Michigan State University Press
Reviewed by:
Safe Suicide. Dewitt Henry. Red Hen Press, 2008. 200. PAGES, PAPER, $23.00.

"Story is story," said DeWitt Henry. We were speaking for the first time, in February, by telephone. His argument, elegantly but gently made, was for the considerable common ground between the processes of rendering one's own history and of imagining the ride taken by one's fictional characters on the currents with which one invests their lives.

Story may be story, but we are invited to explore a special terrain when an author chooses the form of a book-length memoir to tell his own story after more than four decades as a writer, mentor, and community builder among writers, as well as father and husband.

Henry's Safe Suicide delivers powerfully on that invitation. A collection of interlocking essays-as-memoir written, and in most cases published, over a period of several years, the book provides a distinctive picture of the life of a humble yet venerable man of many talents as he struggled to use those talents well in his own writing; in his central role as founder, editor, and savior of Ploughshares; in his teaching; and in a rich personal life. For the past four decades, Henry has been a very important and positive force for independent publishing and for the building of community among writers in the Boston-Cambridge area.

Fourth Genre wisely asks its reviewers to adhere to the principle of "review the book, not the author," and in what I have already written, I may have flirted with crossing that boundary; but I've done so in order to make what I think is an equally principled but perhaps more general claim on our attention. Now, more than ever, writers are pulled in many directions at once. Online publishing and marketing opportunities create many new paths and avenues [End Page 163] for writers to build community among themselves and participate in larger movements for change, but at the same time they are faced with the rampant American preoccupation with hierarchies of celebrity in every field of artistic endeavor. These confusing, centripetal, and potentially destructive forces are, I want to suggest, precisely the reasons that the life of a serious, lunch-pail author like Henry is especially deserving of our attention.

◆ ◆ ◆ ◆

* **GOAL 1**: In the review, which publication is Henry described as having founded, edited, and saved?
The review and the listing that follows it have no connection to each other.

* **INPUT RECORDS**:
◆ ◆ ◆ ◆

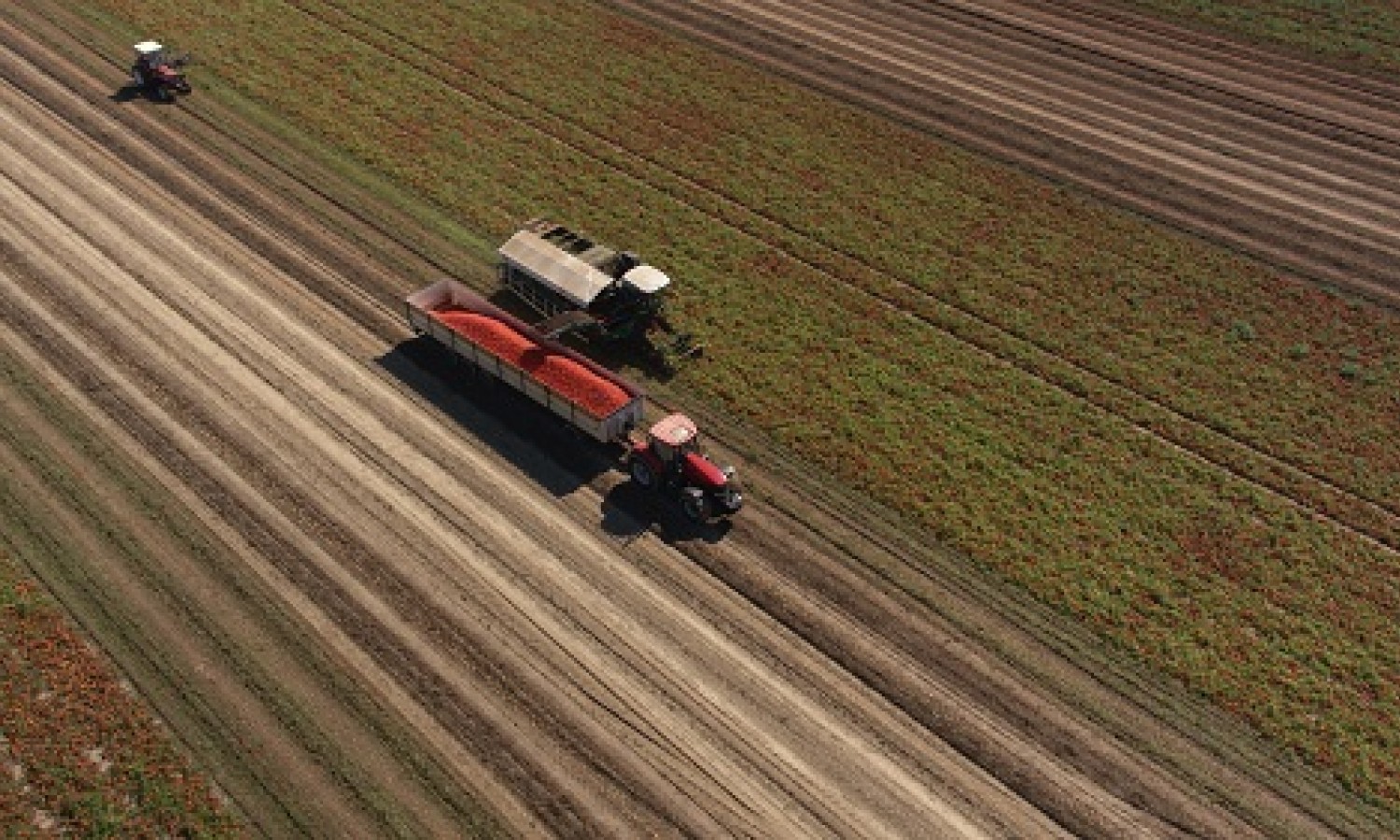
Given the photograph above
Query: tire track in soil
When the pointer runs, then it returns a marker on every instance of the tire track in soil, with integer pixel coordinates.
(1319, 495)
(772, 766)
(764, 584)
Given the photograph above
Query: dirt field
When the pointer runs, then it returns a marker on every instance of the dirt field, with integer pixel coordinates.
(419, 596)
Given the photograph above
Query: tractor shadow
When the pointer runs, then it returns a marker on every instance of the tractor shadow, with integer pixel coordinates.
(552, 453)
(638, 355)
(630, 511)
(131, 92)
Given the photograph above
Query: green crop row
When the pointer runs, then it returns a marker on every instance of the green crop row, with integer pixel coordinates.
(1305, 377)
(1011, 416)
(1355, 31)
(80, 753)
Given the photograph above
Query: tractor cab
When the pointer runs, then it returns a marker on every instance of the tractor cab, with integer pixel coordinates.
(151, 55)
(671, 458)
(157, 72)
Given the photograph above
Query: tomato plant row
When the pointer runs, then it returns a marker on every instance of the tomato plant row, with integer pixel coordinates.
(1085, 402)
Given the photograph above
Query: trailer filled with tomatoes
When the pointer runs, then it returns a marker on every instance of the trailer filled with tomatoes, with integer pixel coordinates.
(581, 392)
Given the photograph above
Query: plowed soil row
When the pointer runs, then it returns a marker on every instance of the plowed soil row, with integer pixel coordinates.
(800, 677)
(1295, 164)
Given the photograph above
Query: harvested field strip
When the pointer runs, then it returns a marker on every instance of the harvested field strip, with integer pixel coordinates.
(1123, 531)
(1358, 31)
(563, 375)
(1212, 369)
(80, 749)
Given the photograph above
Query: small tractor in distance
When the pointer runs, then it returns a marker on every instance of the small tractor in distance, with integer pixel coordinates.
(669, 461)
(157, 73)
(582, 287)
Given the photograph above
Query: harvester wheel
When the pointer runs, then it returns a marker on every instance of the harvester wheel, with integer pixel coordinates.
(694, 504)
(641, 473)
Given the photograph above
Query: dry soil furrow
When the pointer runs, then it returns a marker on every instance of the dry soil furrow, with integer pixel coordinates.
(217, 342)
(1270, 167)
(584, 629)
(1369, 520)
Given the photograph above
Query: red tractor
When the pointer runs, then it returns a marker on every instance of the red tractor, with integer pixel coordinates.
(669, 459)
(157, 73)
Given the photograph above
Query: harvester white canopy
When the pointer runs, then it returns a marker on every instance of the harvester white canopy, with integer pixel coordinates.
(647, 279)
(560, 271)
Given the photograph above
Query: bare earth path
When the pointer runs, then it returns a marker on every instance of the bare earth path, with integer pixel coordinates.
(1294, 162)
(496, 596)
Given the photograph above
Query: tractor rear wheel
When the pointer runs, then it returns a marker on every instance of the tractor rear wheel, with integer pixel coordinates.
(641, 472)
(694, 504)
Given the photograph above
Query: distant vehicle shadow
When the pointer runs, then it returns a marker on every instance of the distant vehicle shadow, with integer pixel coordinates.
(552, 453)
(131, 92)
(636, 353)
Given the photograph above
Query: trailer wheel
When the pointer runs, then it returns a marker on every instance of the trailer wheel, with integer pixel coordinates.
(694, 504)
(643, 473)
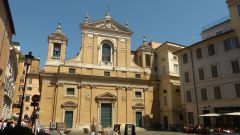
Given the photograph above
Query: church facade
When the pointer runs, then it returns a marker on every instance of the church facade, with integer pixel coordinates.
(102, 84)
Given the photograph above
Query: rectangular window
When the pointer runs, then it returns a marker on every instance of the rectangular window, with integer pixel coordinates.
(190, 118)
(231, 43)
(137, 76)
(165, 100)
(201, 74)
(138, 94)
(27, 99)
(185, 58)
(214, 71)
(72, 70)
(235, 67)
(56, 50)
(217, 92)
(19, 99)
(70, 91)
(199, 53)
(176, 69)
(68, 119)
(30, 81)
(211, 49)
(148, 59)
(186, 77)
(237, 88)
(204, 94)
(189, 96)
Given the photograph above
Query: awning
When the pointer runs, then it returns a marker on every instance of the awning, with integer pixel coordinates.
(233, 114)
(210, 115)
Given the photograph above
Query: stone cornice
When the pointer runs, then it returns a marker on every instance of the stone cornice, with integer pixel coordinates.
(80, 77)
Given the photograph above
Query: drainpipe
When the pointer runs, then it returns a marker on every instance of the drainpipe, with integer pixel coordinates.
(195, 87)
(55, 97)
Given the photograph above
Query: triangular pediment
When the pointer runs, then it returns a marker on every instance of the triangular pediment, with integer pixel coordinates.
(57, 36)
(107, 24)
(70, 104)
(106, 95)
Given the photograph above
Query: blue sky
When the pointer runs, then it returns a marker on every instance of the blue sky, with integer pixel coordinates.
(179, 21)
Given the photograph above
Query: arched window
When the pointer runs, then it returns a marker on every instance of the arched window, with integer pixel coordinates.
(106, 52)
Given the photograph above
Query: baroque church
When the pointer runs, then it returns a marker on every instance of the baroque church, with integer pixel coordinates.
(106, 83)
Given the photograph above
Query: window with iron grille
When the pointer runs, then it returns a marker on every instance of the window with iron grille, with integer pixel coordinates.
(189, 96)
(185, 58)
(56, 50)
(106, 52)
(237, 89)
(72, 70)
(186, 77)
(214, 71)
(201, 74)
(204, 94)
(211, 49)
(70, 91)
(148, 60)
(217, 92)
(138, 94)
(199, 53)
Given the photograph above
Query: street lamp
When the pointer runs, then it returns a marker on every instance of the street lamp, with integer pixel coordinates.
(28, 62)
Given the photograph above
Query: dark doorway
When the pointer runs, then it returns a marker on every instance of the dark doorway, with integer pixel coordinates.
(165, 121)
(206, 120)
(138, 119)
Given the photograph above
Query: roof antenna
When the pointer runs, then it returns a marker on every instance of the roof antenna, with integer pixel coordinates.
(59, 27)
(126, 23)
(144, 39)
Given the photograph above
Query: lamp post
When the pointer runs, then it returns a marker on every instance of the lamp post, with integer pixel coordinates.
(28, 62)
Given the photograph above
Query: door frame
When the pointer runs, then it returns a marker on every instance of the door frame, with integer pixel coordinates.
(112, 112)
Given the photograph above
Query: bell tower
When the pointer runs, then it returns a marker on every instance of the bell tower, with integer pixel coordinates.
(57, 43)
(144, 55)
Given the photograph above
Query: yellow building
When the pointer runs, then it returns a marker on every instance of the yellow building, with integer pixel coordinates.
(32, 86)
(102, 84)
(6, 32)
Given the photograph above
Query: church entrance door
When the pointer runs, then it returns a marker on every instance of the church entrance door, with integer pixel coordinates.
(106, 115)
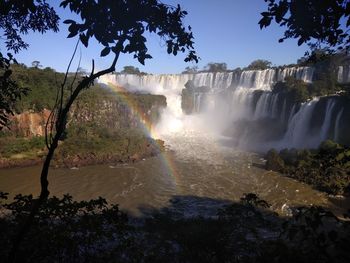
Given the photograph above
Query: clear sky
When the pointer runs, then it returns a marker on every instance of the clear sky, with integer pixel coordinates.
(224, 31)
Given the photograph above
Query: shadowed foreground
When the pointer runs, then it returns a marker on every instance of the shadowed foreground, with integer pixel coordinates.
(247, 231)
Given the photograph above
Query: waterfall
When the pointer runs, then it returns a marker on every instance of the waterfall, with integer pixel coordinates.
(336, 127)
(297, 130)
(327, 120)
(229, 97)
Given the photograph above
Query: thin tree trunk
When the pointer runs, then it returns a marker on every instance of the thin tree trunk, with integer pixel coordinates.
(60, 128)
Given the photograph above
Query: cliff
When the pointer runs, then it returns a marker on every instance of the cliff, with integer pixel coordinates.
(108, 111)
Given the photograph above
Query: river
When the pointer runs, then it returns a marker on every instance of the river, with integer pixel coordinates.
(200, 170)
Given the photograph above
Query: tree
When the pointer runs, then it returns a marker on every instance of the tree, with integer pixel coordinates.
(190, 70)
(316, 23)
(36, 64)
(130, 70)
(216, 67)
(17, 18)
(259, 64)
(120, 27)
(20, 17)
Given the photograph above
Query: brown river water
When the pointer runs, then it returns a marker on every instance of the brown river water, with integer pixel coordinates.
(203, 173)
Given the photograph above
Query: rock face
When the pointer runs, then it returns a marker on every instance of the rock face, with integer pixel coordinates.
(111, 113)
(29, 123)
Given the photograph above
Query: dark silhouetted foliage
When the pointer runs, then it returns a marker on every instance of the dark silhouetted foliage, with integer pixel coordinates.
(120, 26)
(216, 67)
(317, 23)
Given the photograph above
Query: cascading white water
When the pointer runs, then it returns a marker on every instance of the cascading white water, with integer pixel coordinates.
(243, 105)
(297, 131)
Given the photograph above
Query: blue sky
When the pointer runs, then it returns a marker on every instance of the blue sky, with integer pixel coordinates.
(224, 31)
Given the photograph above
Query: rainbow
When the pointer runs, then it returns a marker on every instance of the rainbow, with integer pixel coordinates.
(147, 127)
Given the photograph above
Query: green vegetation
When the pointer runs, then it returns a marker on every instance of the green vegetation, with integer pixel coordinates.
(327, 168)
(101, 129)
(28, 147)
(247, 231)
(259, 64)
(42, 85)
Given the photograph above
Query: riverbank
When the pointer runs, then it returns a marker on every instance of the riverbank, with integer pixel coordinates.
(78, 152)
(326, 169)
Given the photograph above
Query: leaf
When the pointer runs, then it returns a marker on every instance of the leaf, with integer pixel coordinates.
(105, 51)
(72, 34)
(69, 21)
(84, 39)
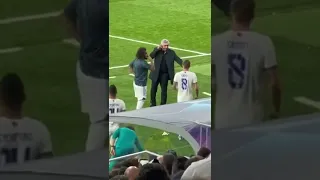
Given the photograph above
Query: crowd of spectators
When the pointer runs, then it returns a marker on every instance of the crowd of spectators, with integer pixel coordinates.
(169, 166)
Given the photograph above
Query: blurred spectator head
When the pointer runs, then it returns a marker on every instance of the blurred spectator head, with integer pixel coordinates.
(168, 160)
(179, 164)
(119, 177)
(172, 152)
(153, 171)
(192, 160)
(204, 152)
(132, 172)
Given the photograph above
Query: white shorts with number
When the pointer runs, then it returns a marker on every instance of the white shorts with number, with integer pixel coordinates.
(140, 92)
(93, 95)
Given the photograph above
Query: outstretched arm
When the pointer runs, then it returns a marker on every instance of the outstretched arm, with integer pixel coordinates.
(178, 59)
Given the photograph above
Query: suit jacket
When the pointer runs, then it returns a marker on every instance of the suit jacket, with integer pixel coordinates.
(171, 56)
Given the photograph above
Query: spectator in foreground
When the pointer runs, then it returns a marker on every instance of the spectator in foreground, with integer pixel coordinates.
(199, 170)
(126, 142)
(204, 152)
(119, 177)
(192, 160)
(178, 168)
(132, 172)
(168, 160)
(153, 171)
(33, 134)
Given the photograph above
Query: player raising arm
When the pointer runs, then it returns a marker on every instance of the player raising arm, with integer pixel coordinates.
(21, 138)
(185, 81)
(139, 67)
(240, 62)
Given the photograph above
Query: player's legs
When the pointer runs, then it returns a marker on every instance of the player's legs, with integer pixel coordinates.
(142, 95)
(153, 92)
(164, 78)
(94, 101)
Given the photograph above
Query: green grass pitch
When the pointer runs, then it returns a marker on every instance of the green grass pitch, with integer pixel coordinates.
(47, 65)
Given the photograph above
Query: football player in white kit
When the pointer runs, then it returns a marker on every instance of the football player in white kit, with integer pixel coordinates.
(115, 106)
(184, 82)
(244, 66)
(21, 138)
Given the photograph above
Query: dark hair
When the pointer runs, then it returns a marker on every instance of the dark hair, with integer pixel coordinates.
(12, 91)
(127, 163)
(119, 177)
(179, 164)
(168, 160)
(243, 10)
(192, 160)
(204, 152)
(153, 171)
(113, 90)
(186, 63)
(141, 53)
(131, 127)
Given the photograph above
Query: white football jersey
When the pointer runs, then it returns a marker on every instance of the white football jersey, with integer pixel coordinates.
(116, 106)
(241, 59)
(185, 81)
(22, 140)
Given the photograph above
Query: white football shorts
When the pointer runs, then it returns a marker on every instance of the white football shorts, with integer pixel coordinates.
(140, 92)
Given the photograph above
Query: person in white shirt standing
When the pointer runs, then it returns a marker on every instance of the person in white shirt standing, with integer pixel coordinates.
(185, 82)
(21, 138)
(115, 106)
(243, 65)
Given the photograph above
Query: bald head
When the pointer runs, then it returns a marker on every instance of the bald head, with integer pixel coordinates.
(131, 172)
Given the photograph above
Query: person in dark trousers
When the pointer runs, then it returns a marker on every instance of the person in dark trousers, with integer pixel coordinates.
(164, 58)
(222, 5)
(88, 22)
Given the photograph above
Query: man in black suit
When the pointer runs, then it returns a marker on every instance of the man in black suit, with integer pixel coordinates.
(164, 58)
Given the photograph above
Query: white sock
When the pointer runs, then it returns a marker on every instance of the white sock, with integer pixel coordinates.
(140, 104)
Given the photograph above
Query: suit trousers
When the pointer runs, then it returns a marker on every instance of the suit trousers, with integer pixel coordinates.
(163, 79)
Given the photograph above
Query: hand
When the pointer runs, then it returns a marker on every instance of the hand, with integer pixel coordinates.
(112, 151)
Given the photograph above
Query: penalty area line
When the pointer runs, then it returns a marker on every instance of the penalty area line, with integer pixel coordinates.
(308, 102)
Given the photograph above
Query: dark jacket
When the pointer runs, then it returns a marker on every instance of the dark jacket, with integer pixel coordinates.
(171, 56)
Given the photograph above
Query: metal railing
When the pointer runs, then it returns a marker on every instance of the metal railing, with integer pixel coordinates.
(134, 154)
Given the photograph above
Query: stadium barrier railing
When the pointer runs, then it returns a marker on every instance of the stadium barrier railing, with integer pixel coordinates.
(151, 154)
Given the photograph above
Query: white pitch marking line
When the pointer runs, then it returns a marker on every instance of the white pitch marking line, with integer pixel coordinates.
(10, 50)
(75, 43)
(186, 57)
(58, 13)
(205, 93)
(144, 42)
(308, 102)
(31, 17)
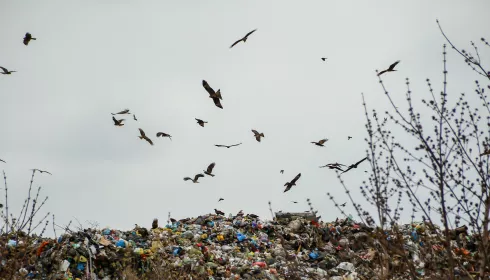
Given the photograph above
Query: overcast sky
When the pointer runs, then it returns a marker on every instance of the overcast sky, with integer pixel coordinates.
(98, 57)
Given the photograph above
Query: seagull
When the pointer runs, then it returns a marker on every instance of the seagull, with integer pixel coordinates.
(27, 38)
(163, 134)
(354, 165)
(228, 146)
(209, 171)
(257, 135)
(5, 71)
(390, 69)
(219, 212)
(215, 95)
(289, 185)
(195, 178)
(41, 171)
(143, 136)
(321, 142)
(117, 122)
(125, 111)
(244, 39)
(201, 122)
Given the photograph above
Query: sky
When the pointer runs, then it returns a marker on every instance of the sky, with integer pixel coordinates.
(98, 57)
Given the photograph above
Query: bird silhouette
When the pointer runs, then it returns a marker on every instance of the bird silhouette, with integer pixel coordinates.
(143, 136)
(27, 38)
(354, 165)
(163, 134)
(209, 171)
(289, 185)
(125, 111)
(390, 69)
(215, 95)
(41, 171)
(244, 39)
(257, 135)
(195, 178)
(117, 122)
(321, 142)
(201, 122)
(228, 146)
(6, 71)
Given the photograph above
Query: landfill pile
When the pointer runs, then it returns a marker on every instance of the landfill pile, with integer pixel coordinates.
(234, 247)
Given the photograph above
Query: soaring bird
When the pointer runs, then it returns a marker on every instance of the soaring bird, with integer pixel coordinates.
(257, 135)
(143, 136)
(354, 165)
(41, 171)
(215, 95)
(219, 212)
(321, 142)
(163, 134)
(244, 39)
(289, 185)
(390, 69)
(125, 111)
(209, 171)
(117, 122)
(27, 38)
(228, 146)
(201, 122)
(195, 178)
(5, 71)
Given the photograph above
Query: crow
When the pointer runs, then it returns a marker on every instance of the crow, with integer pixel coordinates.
(289, 185)
(195, 178)
(244, 39)
(257, 135)
(209, 171)
(143, 136)
(354, 165)
(390, 69)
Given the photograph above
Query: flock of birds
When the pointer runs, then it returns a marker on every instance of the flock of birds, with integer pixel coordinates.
(217, 97)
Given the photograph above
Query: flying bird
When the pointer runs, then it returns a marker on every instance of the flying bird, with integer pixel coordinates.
(117, 122)
(163, 134)
(390, 69)
(228, 146)
(289, 185)
(201, 122)
(321, 142)
(215, 95)
(5, 71)
(209, 171)
(27, 38)
(219, 212)
(244, 39)
(195, 178)
(354, 165)
(125, 111)
(143, 136)
(41, 171)
(257, 135)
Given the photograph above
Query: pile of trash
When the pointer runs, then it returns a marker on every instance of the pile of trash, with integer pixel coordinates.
(234, 247)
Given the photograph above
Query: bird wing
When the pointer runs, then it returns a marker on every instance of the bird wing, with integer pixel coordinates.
(296, 178)
(217, 102)
(392, 66)
(209, 89)
(210, 167)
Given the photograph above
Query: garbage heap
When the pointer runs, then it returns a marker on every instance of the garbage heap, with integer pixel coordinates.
(235, 247)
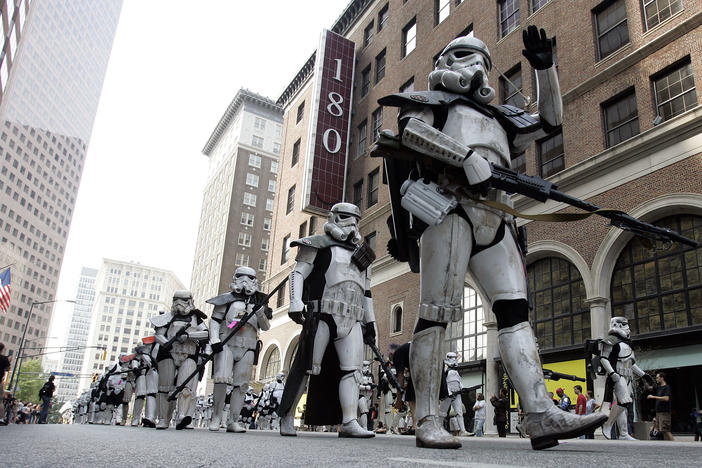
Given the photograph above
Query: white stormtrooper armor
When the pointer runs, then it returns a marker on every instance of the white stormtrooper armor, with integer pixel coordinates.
(461, 134)
(365, 391)
(234, 360)
(454, 387)
(620, 364)
(332, 275)
(183, 324)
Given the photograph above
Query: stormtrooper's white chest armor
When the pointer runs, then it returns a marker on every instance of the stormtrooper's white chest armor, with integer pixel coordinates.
(481, 133)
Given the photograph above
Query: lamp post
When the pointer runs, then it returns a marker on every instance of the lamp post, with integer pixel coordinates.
(17, 368)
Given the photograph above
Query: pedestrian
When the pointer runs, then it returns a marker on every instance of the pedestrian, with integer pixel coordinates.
(479, 418)
(564, 402)
(46, 392)
(663, 407)
(500, 404)
(4, 367)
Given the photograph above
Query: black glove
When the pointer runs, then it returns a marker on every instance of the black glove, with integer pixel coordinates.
(369, 333)
(297, 317)
(538, 48)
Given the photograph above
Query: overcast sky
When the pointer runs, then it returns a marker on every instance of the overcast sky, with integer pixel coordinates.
(174, 69)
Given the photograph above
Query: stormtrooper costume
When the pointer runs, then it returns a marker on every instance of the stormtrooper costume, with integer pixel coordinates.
(234, 360)
(178, 362)
(331, 279)
(620, 364)
(443, 228)
(365, 392)
(453, 387)
(145, 386)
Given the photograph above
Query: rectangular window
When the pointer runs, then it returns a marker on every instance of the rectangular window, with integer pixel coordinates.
(365, 81)
(409, 37)
(674, 90)
(383, 16)
(252, 180)
(291, 200)
(249, 199)
(358, 193)
(610, 27)
(621, 118)
(300, 112)
(657, 11)
(286, 250)
(511, 87)
(380, 66)
(362, 138)
(245, 239)
(509, 16)
(550, 153)
(377, 122)
(373, 179)
(296, 153)
(255, 161)
(368, 34)
(441, 10)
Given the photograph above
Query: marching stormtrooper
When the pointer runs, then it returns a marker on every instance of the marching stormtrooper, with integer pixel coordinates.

◆ ◆ ◆ ◆

* **GOAL 2**: From the listing, pull out every line that contains the word "shirt".

* **REPLY 1**: Ploughshares

* **REPLY 2**:
Query: person in white shirt standing
When the pointer runs, then it returns a marker on every instance of the person in white shirt standing, with integer pixel coordinates.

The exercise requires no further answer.